## Problem details
From the line containing "Query: frosted glass door panel" through the last line, print the records exactly and nothing else.

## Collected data

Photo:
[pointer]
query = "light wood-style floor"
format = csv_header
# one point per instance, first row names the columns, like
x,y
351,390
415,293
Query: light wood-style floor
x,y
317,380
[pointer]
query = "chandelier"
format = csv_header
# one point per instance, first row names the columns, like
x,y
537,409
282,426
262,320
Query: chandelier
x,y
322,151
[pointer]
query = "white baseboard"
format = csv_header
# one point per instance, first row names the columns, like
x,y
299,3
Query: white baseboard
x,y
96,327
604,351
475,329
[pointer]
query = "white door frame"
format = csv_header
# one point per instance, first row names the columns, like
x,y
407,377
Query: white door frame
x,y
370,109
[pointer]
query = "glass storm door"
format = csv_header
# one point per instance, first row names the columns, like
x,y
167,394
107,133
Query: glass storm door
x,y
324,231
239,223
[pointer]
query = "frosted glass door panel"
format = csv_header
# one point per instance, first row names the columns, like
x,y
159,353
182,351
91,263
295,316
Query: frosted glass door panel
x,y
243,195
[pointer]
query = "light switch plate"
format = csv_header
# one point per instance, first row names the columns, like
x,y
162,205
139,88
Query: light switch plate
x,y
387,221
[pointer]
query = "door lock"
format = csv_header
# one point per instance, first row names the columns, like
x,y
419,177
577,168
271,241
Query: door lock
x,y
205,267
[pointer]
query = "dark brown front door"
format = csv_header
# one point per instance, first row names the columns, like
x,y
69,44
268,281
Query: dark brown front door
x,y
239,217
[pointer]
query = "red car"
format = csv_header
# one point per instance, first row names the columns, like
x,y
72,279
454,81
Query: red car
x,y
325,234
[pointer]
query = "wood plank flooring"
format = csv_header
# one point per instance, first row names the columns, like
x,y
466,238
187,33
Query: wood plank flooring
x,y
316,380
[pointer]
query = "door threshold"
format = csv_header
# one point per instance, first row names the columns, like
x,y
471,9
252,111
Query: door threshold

## Written reply
Query: frosted glass door panel
x,y
243,195
[pointer]
query = "light switch plate"
format = csv_header
# one point per instance, first row names the columns, like
x,y
162,205
139,88
Query: light switch plate
x,y
387,221
[pointer]
query = "door lock"
format = csv_header
# one point per instance, first row names the columns, like
x,y
419,177
577,168
271,241
Query: door lock
x,y
205,267
[pointer]
query = "dark brown front door"
format = csv_header
# one point per instance, first row names the columns, like
x,y
69,44
268,281
Query: dark brown front door
x,y
239,217
[pointer]
query = "red car"
format = csv_header
# one point per instance, first row names the columns, like
x,y
72,279
454,81
Query: red car
x,y
325,234
[pointer]
query = "wood plank flooring"
format = csv_header
# one point per instance, first row names the columns, like
x,y
466,238
187,33
Query: wood plank flooring
x,y
316,380
[pointer]
query = "door threshold"
format = csv_header
# one point per instance, first row names the columns, like
x,y
471,9
252,111
Query: door threshold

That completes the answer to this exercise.